The CCM proceeds in five steps:

Step 1: Stub allocation¶

Each node \(i\) receives \(k_i\) stubs (one per unit of degree), sampled from the target degree distribution.

Step 2: Partition into corners and singles¶

For each node, stubs are partitioned into two pools:

Corners — stubs allocated to motif participation. The number of corners is drawn from \(\text{Binomial}(\lfloor k_i / c \rfloor, \phi)\), where \(c\) is the cardinality of the motif (the degree of each corner within the motif).
Singles — remaining stubs, paired via the standard configuration model.

The parameter \(\phi\) controls the expected fraction of stubs allocated to motifs, and thereby the resulting clustering coefficient.

Step 3: Form motif instances¶

Corner stubs are grouped and connected according to the motif's adjacency structure. Three strategies handle collisions (when the same node appears twice in a group):

Strategy	Behaviour	Trade-off
Repeated	Resample colliding groups individually	Fast, slightly biased
Refuse	Reject entire batch on any collision	Unbiased, expensive at high density
Erased	Ignore collisions, remove duplicates post-hoc	Fastest, loses edges

Step 4: Pair single stubs¶

Remaining single stubs are paired using the standard configuration model, avoiding edges that were already created during motif formation.

Step 5: Assemble¶

Motif edges and single edges are combined, symmetrised, and cleaned (self-loops removed, multi-edges clipped) to produce the final adjacency matrix.

Given information
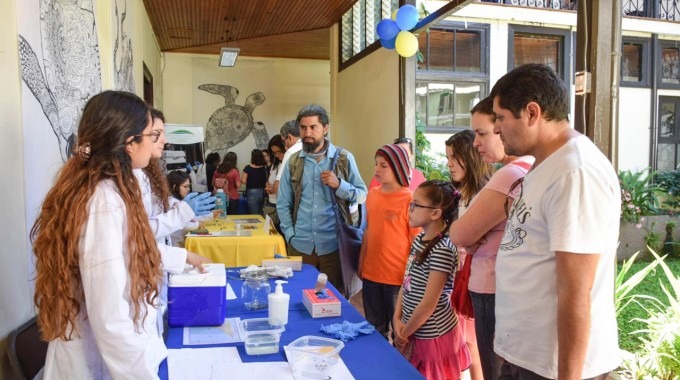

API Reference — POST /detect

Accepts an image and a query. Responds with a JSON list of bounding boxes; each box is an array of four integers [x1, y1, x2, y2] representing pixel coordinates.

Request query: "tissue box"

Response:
[[302, 289, 341, 318], [168, 264, 227, 327], [262, 256, 302, 272]]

Problem A
In the passage on the CCM, which collision strategy is described as the fastest but losing edges?
Problem B
Set down, word for word, the stretch of the passage on the CCM from "The CCM proceeds" through "target degree distribution.".
Problem C
Extend the passage on the CCM beyond its last sentence.
You will not need the material above.

Final answer A
The Erased strategy.

Final answer B
The CCM proceeds in five steps:

Step 1: Stub allocation¶

Each node \(i\) receives \(k_i\) stubs (one per unit of degree), sampled from the target degree distribution.

Final answer C
Degree-5 optimisation¶

For homogeneous degree-5 networks, the CCM uses an analytical allocation that mixes K4 cliques and triangles for higher clustering accuracy:

\[\phi = \frac{2 p_3}{5}\]

where \(p_3\) is the probability that a node participates in both a K4 corner and a triangle corner. This achieves higher clustering than the general triangle-only fallback.

Uniform cardinality constraint¶

The current implementation requires uniform cardinality — all corners in the motif must have the same degree within the motif. This means complete graphs (G2/triangle, G8/K4, G29/K5) and cycles (G5, G12, C6) are supported, but mixed-cardinality motifs like G7 (diamond) and G14 (bowtie) raise MixedCardinalityError.

Usage¶

import numpy as np
from craeft import configuration_model, global_clustering_coefficient

rng = np.random.default_rng(42)
degrees = np.full(1000, 5)

# phi controls clustering: 0.0 = unclustered, higher = more clustered
for phi in [0.0, 0.1, 0.2, 0.3]:
    adj = configuration_model(degrees, phi=phi, rng=rng)
    cc = global_clustering_coefficient(adj)
    print(f"phi={phi:.1f} -> clustering={cc:.3f}")